ABOUT THIS EXERCISE -
All lines from the one with "Can you see the blue ribbon" through the final line below are to be reproduced exactly; omit the others.

SUPPLIED RECORDS -
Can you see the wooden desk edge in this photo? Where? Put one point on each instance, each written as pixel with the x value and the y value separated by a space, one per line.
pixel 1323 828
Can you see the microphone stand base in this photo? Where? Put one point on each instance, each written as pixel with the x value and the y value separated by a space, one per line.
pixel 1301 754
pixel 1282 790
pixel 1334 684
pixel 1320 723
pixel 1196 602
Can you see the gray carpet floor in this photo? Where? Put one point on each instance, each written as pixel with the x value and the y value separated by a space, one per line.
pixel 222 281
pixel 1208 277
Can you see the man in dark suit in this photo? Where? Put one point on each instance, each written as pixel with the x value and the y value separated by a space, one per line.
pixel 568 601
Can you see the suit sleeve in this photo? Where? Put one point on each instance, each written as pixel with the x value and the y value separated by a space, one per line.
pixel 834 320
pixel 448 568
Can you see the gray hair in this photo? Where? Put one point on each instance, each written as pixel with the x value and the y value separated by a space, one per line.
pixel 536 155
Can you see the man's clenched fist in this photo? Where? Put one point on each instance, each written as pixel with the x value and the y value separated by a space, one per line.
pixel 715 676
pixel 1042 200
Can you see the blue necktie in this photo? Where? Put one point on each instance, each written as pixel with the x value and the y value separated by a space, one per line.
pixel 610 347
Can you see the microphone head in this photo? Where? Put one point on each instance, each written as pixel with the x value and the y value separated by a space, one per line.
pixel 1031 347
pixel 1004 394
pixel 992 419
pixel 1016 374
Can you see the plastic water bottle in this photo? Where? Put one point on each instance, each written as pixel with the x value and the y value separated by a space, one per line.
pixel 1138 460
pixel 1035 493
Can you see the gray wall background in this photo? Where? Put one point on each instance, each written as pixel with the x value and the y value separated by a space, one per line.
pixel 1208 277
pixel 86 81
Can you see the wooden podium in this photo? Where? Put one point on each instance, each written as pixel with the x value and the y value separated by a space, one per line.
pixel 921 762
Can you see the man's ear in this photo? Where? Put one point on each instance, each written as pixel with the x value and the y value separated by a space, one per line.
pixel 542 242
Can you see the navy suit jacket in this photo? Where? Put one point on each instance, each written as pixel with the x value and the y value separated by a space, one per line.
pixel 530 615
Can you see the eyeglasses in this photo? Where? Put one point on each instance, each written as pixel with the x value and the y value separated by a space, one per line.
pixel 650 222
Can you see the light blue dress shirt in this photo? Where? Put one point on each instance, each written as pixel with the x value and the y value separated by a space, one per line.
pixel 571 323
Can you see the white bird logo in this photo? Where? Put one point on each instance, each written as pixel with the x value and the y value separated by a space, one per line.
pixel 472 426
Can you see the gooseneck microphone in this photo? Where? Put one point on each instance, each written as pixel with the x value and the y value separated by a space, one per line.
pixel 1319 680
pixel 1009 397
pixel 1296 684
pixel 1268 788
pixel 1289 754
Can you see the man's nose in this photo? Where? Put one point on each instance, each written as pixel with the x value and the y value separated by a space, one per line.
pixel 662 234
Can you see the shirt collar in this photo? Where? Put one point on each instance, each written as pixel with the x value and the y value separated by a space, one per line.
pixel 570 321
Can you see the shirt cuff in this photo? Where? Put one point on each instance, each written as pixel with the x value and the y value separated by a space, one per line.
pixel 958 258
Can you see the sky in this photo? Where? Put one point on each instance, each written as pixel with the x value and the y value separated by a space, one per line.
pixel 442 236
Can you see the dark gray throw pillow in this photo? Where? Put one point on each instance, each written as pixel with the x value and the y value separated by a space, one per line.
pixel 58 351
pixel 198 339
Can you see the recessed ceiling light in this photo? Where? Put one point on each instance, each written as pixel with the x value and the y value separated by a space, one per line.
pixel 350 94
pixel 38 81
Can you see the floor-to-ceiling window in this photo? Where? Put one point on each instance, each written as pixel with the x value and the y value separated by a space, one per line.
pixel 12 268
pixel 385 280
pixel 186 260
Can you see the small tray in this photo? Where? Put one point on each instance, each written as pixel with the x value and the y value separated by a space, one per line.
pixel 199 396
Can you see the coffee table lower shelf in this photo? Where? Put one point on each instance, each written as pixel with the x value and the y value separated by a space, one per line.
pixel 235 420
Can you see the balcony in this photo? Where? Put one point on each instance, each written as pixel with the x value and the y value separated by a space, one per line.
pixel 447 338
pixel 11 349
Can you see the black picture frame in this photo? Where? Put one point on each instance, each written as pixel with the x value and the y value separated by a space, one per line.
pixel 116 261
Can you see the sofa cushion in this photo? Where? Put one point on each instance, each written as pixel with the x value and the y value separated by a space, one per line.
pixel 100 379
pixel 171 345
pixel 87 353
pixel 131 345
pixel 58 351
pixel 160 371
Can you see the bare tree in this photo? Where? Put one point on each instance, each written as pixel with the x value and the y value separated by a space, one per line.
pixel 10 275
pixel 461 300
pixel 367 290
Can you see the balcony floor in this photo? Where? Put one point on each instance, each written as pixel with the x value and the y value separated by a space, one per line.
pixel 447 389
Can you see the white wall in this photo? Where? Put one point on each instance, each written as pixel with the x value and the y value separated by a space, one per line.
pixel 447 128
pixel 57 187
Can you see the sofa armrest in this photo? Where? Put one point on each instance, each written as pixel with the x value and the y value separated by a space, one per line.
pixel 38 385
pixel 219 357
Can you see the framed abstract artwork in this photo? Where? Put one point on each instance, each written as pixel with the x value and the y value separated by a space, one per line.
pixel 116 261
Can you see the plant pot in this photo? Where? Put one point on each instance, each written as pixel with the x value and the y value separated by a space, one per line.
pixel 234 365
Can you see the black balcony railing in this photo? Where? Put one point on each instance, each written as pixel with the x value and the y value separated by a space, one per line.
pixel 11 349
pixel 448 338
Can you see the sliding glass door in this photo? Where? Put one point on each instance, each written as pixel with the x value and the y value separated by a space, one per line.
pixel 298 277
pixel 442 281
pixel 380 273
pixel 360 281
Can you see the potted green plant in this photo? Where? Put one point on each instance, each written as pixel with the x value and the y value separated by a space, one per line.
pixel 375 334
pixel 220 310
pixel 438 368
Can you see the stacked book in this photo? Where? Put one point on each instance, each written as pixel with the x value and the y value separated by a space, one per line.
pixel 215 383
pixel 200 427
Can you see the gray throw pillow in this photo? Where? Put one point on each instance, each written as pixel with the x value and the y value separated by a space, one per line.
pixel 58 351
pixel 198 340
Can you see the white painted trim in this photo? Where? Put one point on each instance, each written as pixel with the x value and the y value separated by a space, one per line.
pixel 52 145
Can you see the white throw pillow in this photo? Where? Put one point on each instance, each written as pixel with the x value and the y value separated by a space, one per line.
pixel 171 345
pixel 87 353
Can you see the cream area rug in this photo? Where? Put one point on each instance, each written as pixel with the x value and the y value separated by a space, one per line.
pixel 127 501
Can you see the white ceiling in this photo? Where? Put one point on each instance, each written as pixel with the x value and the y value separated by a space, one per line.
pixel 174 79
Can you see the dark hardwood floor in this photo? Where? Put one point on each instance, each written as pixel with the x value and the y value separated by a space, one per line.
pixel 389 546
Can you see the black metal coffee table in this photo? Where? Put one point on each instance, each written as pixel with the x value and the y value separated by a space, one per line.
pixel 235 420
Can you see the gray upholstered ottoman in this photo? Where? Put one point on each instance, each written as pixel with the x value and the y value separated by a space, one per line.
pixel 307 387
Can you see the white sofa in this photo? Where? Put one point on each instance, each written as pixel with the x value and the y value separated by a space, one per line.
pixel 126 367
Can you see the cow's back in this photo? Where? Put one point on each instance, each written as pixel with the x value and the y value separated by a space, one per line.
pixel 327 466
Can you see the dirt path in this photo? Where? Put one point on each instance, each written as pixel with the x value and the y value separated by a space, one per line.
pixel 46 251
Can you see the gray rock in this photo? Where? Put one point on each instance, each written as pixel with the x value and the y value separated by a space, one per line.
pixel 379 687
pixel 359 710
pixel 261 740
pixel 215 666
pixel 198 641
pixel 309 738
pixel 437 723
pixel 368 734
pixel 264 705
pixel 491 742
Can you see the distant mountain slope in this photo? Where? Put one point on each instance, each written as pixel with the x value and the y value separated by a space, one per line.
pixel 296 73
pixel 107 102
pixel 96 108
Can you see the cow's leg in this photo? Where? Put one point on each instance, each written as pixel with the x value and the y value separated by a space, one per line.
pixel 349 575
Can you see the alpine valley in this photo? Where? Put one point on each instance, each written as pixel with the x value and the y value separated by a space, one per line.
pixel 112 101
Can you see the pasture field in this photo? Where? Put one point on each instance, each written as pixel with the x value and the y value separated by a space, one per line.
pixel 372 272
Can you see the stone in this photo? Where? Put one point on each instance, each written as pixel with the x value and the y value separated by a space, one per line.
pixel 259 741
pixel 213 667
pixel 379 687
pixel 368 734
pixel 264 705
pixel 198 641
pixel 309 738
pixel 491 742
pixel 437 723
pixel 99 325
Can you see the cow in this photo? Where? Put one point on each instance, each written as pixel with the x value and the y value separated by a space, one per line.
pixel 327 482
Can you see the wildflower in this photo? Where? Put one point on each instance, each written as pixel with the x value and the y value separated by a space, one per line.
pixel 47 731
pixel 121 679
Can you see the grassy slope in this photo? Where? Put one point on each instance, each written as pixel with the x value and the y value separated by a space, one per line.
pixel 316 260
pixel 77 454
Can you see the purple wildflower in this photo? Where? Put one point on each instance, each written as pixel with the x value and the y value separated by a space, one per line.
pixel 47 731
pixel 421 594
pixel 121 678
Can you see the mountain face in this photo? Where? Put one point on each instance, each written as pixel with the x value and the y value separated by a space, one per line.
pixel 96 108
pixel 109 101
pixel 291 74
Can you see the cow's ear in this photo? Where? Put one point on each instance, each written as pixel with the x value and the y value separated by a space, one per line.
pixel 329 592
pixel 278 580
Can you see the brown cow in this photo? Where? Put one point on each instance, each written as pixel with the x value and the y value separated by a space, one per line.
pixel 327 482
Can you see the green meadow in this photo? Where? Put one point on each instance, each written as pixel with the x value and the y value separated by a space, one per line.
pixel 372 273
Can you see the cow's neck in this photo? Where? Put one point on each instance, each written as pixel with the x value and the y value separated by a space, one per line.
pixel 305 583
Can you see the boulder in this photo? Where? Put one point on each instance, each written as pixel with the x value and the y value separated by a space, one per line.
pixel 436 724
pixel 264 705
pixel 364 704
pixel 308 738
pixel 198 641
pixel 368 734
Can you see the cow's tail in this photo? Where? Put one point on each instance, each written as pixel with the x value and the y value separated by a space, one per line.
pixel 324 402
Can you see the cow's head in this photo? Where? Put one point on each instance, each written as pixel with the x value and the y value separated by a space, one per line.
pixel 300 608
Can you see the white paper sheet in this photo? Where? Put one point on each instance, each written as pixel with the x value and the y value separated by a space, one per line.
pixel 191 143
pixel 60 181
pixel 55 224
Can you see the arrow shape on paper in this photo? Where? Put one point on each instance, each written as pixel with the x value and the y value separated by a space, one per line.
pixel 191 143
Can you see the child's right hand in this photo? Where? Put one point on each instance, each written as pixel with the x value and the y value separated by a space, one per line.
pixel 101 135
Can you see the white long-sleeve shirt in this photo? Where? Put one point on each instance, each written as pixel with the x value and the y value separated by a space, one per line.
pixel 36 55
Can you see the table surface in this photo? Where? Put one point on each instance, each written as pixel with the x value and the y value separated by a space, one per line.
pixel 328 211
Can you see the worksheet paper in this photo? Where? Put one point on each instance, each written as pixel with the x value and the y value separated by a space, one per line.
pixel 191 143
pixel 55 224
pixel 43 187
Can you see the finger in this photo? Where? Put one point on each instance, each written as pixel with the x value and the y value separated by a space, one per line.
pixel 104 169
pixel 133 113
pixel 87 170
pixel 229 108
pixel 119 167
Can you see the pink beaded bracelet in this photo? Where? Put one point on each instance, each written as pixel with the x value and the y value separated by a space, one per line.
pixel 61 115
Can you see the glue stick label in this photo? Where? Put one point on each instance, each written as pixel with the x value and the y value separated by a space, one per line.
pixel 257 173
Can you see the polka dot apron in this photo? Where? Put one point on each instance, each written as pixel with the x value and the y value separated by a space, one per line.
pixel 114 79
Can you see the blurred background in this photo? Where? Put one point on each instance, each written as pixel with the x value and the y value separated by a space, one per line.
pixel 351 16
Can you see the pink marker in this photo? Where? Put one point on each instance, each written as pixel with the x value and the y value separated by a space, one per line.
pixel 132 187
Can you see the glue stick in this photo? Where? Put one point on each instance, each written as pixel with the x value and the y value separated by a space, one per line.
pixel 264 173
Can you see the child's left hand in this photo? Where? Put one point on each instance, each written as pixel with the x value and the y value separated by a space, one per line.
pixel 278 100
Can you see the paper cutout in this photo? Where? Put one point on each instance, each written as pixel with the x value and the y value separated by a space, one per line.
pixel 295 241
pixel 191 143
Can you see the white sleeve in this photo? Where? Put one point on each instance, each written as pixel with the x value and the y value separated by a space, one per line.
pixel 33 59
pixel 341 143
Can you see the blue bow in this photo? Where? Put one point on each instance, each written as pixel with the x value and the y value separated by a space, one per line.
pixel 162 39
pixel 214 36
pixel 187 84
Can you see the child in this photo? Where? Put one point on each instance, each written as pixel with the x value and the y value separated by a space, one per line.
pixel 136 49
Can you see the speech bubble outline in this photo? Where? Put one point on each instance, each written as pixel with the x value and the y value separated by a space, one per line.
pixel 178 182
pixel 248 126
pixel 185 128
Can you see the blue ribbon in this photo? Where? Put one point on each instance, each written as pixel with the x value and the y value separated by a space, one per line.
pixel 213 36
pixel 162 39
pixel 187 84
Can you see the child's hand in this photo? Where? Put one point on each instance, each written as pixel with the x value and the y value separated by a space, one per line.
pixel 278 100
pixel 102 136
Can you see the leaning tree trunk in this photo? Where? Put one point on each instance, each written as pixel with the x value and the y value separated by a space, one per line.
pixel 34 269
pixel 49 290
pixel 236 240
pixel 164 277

WRITTEN ANSWER -
Can you see the blue ribbon in this photo? Where? Put one point on each instance, each written as pixel with the x value and the y value separated by a space, one per line.
pixel 213 36
pixel 162 39
pixel 187 84
Can you see the child's hand in this photo? Where? Put one point on each instance, each written as pixel with the x value and the y value separated by a space, one per line.
pixel 278 100
pixel 102 136
Can you see the leaning tree trunk in this photo? Where? Put one point on each instance, each written as pixel with the x value and the y value separated by a space, one per line.
pixel 34 269
pixel 49 290
pixel 236 240
pixel 164 277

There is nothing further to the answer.